[Provided data]
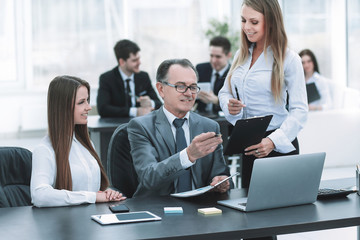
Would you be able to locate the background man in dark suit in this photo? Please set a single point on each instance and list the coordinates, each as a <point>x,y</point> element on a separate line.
<point>125,90</point>
<point>162,165</point>
<point>214,72</point>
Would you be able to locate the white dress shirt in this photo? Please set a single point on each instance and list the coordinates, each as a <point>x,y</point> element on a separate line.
<point>133,110</point>
<point>184,158</point>
<point>85,173</point>
<point>254,87</point>
<point>321,84</point>
<point>212,83</point>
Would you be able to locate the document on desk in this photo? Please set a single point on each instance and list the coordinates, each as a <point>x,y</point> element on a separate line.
<point>199,191</point>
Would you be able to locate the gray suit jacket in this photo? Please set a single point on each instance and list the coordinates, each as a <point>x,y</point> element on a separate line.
<point>155,160</point>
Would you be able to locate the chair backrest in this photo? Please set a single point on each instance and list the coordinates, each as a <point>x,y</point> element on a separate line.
<point>120,168</point>
<point>15,175</point>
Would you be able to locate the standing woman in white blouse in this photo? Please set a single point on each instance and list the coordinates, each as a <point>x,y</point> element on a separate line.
<point>264,70</point>
<point>65,167</point>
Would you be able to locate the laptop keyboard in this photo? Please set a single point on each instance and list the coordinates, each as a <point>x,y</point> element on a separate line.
<point>325,193</point>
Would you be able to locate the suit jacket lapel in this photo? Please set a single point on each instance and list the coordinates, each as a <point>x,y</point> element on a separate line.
<point>163,130</point>
<point>119,81</point>
<point>195,129</point>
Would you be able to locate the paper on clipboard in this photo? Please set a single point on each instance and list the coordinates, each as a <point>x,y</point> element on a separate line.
<point>200,191</point>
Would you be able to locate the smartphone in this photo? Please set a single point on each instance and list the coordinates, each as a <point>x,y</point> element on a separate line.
<point>119,208</point>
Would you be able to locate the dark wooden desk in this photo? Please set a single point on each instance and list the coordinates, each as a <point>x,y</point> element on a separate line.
<point>101,130</point>
<point>75,223</point>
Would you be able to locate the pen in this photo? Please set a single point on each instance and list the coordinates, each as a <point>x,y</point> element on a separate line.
<point>237,93</point>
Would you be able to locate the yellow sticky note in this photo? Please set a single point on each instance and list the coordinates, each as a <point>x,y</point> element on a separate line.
<point>209,211</point>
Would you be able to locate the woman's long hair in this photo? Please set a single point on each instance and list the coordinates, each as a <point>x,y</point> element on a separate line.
<point>61,127</point>
<point>275,36</point>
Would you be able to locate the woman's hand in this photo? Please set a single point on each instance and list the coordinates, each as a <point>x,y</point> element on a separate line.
<point>262,149</point>
<point>109,195</point>
<point>235,106</point>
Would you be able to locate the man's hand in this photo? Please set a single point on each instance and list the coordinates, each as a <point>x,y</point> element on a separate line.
<point>222,187</point>
<point>208,97</point>
<point>203,145</point>
<point>109,195</point>
<point>144,101</point>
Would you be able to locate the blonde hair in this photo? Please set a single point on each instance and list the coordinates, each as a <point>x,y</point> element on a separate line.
<point>275,36</point>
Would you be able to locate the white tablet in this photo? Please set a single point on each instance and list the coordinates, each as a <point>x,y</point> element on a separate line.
<point>129,217</point>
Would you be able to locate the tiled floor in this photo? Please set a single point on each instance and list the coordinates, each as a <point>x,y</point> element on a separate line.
<point>328,173</point>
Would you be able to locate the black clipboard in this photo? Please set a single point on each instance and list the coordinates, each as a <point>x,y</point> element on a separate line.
<point>312,92</point>
<point>247,132</point>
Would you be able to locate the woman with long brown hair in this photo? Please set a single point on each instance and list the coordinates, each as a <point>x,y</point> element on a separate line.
<point>263,72</point>
<point>66,170</point>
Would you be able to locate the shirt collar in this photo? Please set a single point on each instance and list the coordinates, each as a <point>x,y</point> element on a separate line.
<point>124,76</point>
<point>171,117</point>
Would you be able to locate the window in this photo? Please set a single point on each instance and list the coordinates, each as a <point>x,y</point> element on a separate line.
<point>7,43</point>
<point>353,44</point>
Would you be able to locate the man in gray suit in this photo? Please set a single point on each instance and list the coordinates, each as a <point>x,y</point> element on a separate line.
<point>154,139</point>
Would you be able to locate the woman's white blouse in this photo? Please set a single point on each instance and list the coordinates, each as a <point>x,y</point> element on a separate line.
<point>254,87</point>
<point>85,173</point>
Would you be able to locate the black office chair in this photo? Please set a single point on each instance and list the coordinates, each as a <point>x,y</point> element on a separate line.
<point>120,168</point>
<point>15,175</point>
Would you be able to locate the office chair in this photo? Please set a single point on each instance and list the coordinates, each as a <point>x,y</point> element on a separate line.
<point>15,174</point>
<point>120,168</point>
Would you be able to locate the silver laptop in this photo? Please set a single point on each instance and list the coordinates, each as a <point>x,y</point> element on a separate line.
<point>281,182</point>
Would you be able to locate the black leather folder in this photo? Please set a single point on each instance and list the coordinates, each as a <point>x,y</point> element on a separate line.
<point>312,92</point>
<point>245,133</point>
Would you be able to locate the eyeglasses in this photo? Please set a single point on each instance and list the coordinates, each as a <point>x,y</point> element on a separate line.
<point>182,88</point>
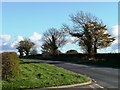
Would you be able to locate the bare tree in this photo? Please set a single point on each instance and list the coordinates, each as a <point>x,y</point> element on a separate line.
<point>25,46</point>
<point>52,40</point>
<point>90,32</point>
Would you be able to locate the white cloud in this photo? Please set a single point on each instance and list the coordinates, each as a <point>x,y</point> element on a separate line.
<point>115,31</point>
<point>35,37</point>
<point>19,38</point>
<point>5,37</point>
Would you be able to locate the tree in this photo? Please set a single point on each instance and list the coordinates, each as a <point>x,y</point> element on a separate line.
<point>25,46</point>
<point>53,39</point>
<point>33,51</point>
<point>71,52</point>
<point>90,32</point>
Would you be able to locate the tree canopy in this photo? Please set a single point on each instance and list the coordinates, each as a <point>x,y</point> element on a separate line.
<point>90,32</point>
<point>25,46</point>
<point>52,40</point>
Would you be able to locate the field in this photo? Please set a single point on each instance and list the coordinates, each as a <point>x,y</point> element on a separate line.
<point>40,75</point>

[What is needed] Return all the lines above word for word, omitting the pictures.

[Written solution]
Would you be able to locate the background man in dark suit in this photo? Please set a single point on each instance and list the coordinates, each as a <point>x,y</point> element on a separate line.
<point>125,90</point>
<point>162,165</point>
<point>214,72</point>
Would you be able to locate the white dress shirt in this photo? Please set a single point on each instance and list the coordinates, each as a <point>x,y</point> element on a separate line.
<point>133,110</point>
<point>184,158</point>
<point>85,173</point>
<point>254,87</point>
<point>321,84</point>
<point>212,83</point>
Would you be able to locate the document on desk in this photo? Please set a single point on each instance and list the coordinates, each as a <point>x,y</point> element on a separate line.
<point>199,191</point>
Would you be able to locate the gray suit jacket in this photo? Please set a single point on each instance and list the coordinates, each as a <point>x,y</point> element on a separate line.
<point>155,160</point>
Would you be able to locate the chair backrest in this photo? Please set a single point on each instance and list the coordinates, each as a <point>x,y</point> element on a separate line.
<point>120,168</point>
<point>15,175</point>
Would you be able to locate the standing woman in white blouse in this photo? Please set a single point on each instance and list the coordinates, each as a <point>x,y</point> element on a separate line.
<point>264,70</point>
<point>65,167</point>
Would you be able to locate the laptop keyboard in this photo? Please set a single point on each instance and list the coordinates, each as a <point>x,y</point> element on a separate line.
<point>325,193</point>
Would you be able to locate the suit jacket lapel in this photo? Please set a single point on each instance and list the coordinates, each as a <point>x,y</point> element on a separate line.
<point>163,130</point>
<point>119,81</point>
<point>195,129</point>
Would you be able to locate the paper on clipboard in this photo? Please set a single point on each instance and list the coordinates, each as a <point>x,y</point> element on a separate line.
<point>200,191</point>
Would you be able to locate the smartphone in this photo? Please set a single point on each instance and list the coordinates, each as a <point>x,y</point> element on a separate line.
<point>119,208</point>
Would you be able to locate the dark wooden desk in this photo? Please set a single point on each instance and list the coordinates, each as a <point>x,y</point> element on a separate line.
<point>101,130</point>
<point>75,223</point>
Would you be able to locate the pen in this photo? Please set a single point on each instance and list the coordinates, each as a <point>x,y</point> element on a separate line.
<point>237,93</point>
Would you be able to locate the yellow sticky note in this photo? Please set a single point on each instance and list the coordinates, each as a <point>x,y</point> element on a separate line.
<point>209,211</point>
Would you be able to locate the woman's long hair in this photo? Please set a single point on each instance and list the coordinates, each as a <point>x,y</point> element on a separate line.
<point>61,127</point>
<point>275,36</point>
Would you be able to locate the woman's hand in this photo? Please set a single point on each instance and list the coordinates, each as a <point>x,y</point> element on a separate line.
<point>262,149</point>
<point>109,195</point>
<point>235,106</point>
Would you be able to locate the man's hand in this photo? Please set a single point on each instance and list the coordinates, each as a <point>x,y</point> element on a separate line.
<point>222,187</point>
<point>208,97</point>
<point>203,145</point>
<point>109,195</point>
<point>144,101</point>
Would you be able to locate the blonde hair in this photo? Please set a single point on each instance and list the coordinates, each as a <point>x,y</point> element on a separate line.
<point>275,36</point>
Would you be able to locate the white tablet in this photo? Please set a single point on each instance and list the coordinates, each as a <point>x,y</point> element on a separate line.
<point>129,217</point>
Would you be able to locate the tiled floor in this photo? Please set a single point on each instance and list the coordinates, each as a <point>x,y</point> element on a separate line.
<point>328,173</point>
Would you be able to locate the black clipboard in this photo? Please set a single point on each instance and list the coordinates, each as a <point>x,y</point> element on a separate line.
<point>312,92</point>
<point>247,132</point>
Would you be able to locate the woman with long brown hair in this photo? Please set a single point on each instance and list the coordinates, each as a <point>x,y</point> element on a separate line.
<point>263,72</point>
<point>66,170</point>
Would you be able to locate the shirt collar in this photo? Please set a single point on each instance and list the coordinates, each as a <point>x,y</point> element on a separate line.
<point>124,76</point>
<point>171,117</point>
Would you be able to locate the window in this photo? Please set a single point on each instance and list the coordinates, each as a <point>x,y</point> element on a separate line.
<point>7,43</point>
<point>353,44</point>
Would you be able to locate the man in gray suit in this photo? Please set a single point on each instance and list the coordinates, each as a <point>x,y</point> element on a separate line.
<point>154,139</point>
Would you be able to locate the woman's white blouse in this photo? Please set a single point on each instance and list the coordinates, each as a <point>x,y</point> element on a separate line.
<point>254,87</point>
<point>85,173</point>
Would you be able to locate the black office chair in this photo? Please set a single point on each instance and list the coordinates, each as a <point>x,y</point> element on a separate line.
<point>120,168</point>
<point>15,175</point>
Would you be able to locate the office chair in this photo? Please set a single point on each instance and list the coordinates, each as a <point>x,y</point> element on a separate line.
<point>15,174</point>
<point>120,168</point>
Would you be able to locate the silver laptop in this photo? Please set a single point on each instance and list the coordinates, each as a <point>x,y</point> element on a separate line.
<point>281,182</point>
Would you be able to locate the black leather folder in this photo? Please set a single point on each instance and list the coordinates, each as a <point>x,y</point> element on a separate line.
<point>312,92</point>
<point>245,133</point>
Would you be able to locate the eyeglasses in this photo? Please set a single point on each instance and list the coordinates, each as a <point>x,y</point> element on a separate line.
<point>182,88</point>
Would you be able to locate the bare tree in this photo? Please set a single point on each instance and list the coordinates, each as a <point>x,y</point> element on a separate line.
<point>25,46</point>
<point>52,40</point>
<point>90,32</point>
Would you be able to locate the white cloud in this photo? Please set a single point on each instance and list the coordinates, each as a <point>x,y</point> element on a separate line.
<point>115,31</point>
<point>35,37</point>
<point>19,38</point>
<point>5,37</point>
Would you be able to locate the tree in this photo? Please set a single point on each instance and list the coordinates, each as a <point>x,y</point> element on a separate line.
<point>25,46</point>
<point>53,39</point>
<point>33,51</point>
<point>71,52</point>
<point>90,32</point>
Would you be able to locate the tree canopy in this photo? Please set a single point on each instance and list the coordinates, each as a <point>x,y</point> element on a separate line.
<point>90,32</point>
<point>25,46</point>
<point>52,40</point>
Would you be able to locate the field in this photo? Please set a single point on each instance and list the coordinates, each as a <point>x,y</point> element on a separate line.
<point>40,75</point>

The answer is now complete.